Forte de près de 8 millions de membres à travers le monde, dont près de 5 millions en France, la diaspora algérienne amorce un tournant historique. Structurée autour du Conseil Mondial de la Diaspora Algérienne (CMDA), cette communauté ambitionne désormais de jouer pleinement son rôle sur la scène internationale, à l’instar des grandes diasporas organisées.

Le 23 mai 2025 a marqué un jalon important dans cette dynamique, avec l’organisation d’un gala prestigieux à Paris, orchestré par le CMDA. L'événement, chapeauté par l’ancien député européen, Karim Zéribi et son équipe, a réuni plus de 750 invités issus des mondes du sport, de la culture, des médias, de l’économie et des sciences. Les places ont été prises d’assaut dès l’ouverture des inscriptions, preuve de l’intérêt croissant pour cette initiative.

Aux côtés de Farida Ghezali, présidente du CMDA, Karim Zeribi a animé un conseil d’administration exceptionnel, qui a décerné des trophées d’honneur à des figures emblématiques de la diaspora. Parmi les lauréats distingués :

Yasmina Khadra, écrivain algérien le plus traduit dans le monde

Chico Bouchikhi, membre fondateur du groupe Gipsy Kings

DJ Snake, artiste franco-algérien mondialement reconnu

Lila Lefèvre, directrice générale de la chaîne ATIPIK TV et présentatrice de « Le Vrai Dialogue », l’émission la plus regardée dans le monde francophone.

Maya Zerrouki, journaliste, présentatrice de Diasporama sur la plateforme du Soir d’Algérie.

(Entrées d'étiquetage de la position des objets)
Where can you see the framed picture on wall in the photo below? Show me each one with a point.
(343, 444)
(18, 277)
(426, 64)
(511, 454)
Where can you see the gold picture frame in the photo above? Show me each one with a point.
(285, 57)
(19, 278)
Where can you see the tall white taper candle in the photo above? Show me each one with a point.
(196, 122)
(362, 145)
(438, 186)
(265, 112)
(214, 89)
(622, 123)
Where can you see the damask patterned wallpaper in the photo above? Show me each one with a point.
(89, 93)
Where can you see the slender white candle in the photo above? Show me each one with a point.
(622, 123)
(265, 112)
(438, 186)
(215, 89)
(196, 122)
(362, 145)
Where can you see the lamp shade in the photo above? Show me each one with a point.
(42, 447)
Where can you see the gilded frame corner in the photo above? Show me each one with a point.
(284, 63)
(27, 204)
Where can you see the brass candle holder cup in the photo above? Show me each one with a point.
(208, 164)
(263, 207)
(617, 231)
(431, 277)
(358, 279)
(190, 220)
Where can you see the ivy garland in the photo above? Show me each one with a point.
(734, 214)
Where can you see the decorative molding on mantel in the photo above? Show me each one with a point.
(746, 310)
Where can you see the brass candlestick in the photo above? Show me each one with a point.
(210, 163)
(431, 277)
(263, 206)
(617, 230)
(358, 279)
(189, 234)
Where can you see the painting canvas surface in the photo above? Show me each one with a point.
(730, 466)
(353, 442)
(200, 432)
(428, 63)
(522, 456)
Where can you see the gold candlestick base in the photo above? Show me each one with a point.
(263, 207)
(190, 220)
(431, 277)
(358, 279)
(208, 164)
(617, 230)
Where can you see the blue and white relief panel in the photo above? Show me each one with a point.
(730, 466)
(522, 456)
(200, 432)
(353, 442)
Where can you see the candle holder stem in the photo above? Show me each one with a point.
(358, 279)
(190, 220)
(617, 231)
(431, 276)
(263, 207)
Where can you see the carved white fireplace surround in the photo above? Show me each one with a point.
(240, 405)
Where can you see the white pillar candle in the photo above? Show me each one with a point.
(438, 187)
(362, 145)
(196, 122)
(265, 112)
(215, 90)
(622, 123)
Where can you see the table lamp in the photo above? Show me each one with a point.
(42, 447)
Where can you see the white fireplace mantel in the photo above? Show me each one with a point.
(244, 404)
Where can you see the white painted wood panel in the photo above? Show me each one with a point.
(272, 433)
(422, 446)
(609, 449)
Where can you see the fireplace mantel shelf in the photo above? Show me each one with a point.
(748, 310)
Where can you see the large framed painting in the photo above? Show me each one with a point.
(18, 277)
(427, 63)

### À faire
D'après le texte sur la diaspora algérienne, combien d'invités le gala du 23 mai 2025 à Paris a-t-il réunis ? Les lignes ne servent à rien ici.

### Réponse
Plus de 750 invités.